Passage section start

Step 3: Enable tracing

Pass a trace_destination in the request body to send traces from the agent loop to Unity Catalog tables. Each request generates a trace capturing the full sequence of model calls and tool executions. If you don't set trace_destination, no traces are written. For setup details, see Store MLflow traces in Unity Catalog.

Using the databricks-openai Python client, pass it via extra_body:

Python
response = client.responses.create(
model="databricks-claude-sonnet-4-5",
input=[{"type": "message", "role": "user", "content": "Tell me about Databricks"}],
tools=[...],
extra_body={
"trace_destination": {
"catalog_name": "<catalog>",
"schema_name": "<schema>",
"table_prefix": "<table-prefix>"
}
}
)

To also return the trace directly in the API response, pass "databricks_options": {"return_trace": True} in extra_body.

You can also use MLflow distributed tracing to combine traces from your application code and the Supervisor API agent loop into a single end-to-end trace. Propagate trace context headers using the extra_headers field:

Python
import mlflow
from mlflow.tracing import get_tracing_context_headers_for_http_request

with mlflow.start_span("client-root") as root_span:
root_span.set_inputs({"input": "Tell me about Databricks"})

trace_headers = get_tracing_context_headers_for_http_request()

response = client.responses.create(
model="databricks-claude-sonnet-4-5",
input=[{"type": "message", "role": "user", "content": "Tell me about Databricks"}],
tools=[...],
extra_body={
"trace_destination": {
"catalog_name": "<catalog>",
"schema_name": "<schema>",
"table_prefix": "<table-prefix>"
}
},
extra_headers=trace_headers,
)

Passage section end
Exercise data section start

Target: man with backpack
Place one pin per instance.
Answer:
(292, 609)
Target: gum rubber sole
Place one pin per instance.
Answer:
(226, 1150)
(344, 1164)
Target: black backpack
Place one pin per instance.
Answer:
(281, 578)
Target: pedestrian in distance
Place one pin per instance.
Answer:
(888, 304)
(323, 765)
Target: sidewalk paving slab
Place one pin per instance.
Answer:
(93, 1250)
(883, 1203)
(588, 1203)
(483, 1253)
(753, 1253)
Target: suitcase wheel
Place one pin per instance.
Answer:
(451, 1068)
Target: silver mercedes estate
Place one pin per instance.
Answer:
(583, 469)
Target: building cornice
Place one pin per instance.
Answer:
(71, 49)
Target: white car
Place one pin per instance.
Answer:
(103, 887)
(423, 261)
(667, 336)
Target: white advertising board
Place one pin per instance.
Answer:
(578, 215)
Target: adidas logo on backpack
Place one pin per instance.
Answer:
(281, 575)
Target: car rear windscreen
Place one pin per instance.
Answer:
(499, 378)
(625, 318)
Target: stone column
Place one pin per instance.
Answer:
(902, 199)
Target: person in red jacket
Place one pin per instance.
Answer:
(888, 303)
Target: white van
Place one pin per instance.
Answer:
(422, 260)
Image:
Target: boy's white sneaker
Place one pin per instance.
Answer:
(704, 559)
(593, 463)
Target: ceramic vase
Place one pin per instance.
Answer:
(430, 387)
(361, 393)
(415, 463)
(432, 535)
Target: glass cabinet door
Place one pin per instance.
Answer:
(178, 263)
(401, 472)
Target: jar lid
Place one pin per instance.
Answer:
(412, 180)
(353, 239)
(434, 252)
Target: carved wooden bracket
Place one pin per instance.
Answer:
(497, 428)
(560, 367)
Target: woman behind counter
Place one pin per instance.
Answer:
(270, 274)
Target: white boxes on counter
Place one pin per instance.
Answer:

Exercise data section end

### [Problem 1]
Answer these questions about the tracing passage:
(a) What happens if trace_destination is not set?
(b) What must be passed in extra_body to also return the trace directly in the API response?
(c) Which field is used to propagate trace context headers?
### [Problem 2]
Swap "client-root" for "app-root" in the tracing passage, and write out the part from "You can also" to "trace_headers = get_tracing_context_headers_for_http_request()".
The records have nothing to do with this.

### [Answer section 1]
(a) No traces are written.
(b) "databricks_options": {"return_trace": True}
(c) The extra_headers field.

### [Answer section 2]
You can also use MLflow distributed tracing to combine traces from your application code and the Supervisor API agent loop into a single end-to-end trace. Propagate trace context headers using the extra_headers field:

Python
import mlflow
from mlflow.tracing import get_tracing_context_headers_for_http_request

with mlflow.start_span("app-root") as root_span:
root_span.set_inputs({"input": "Tell me about Databricks"})

trace_headers = get_tracing_context_headers_for_http_request()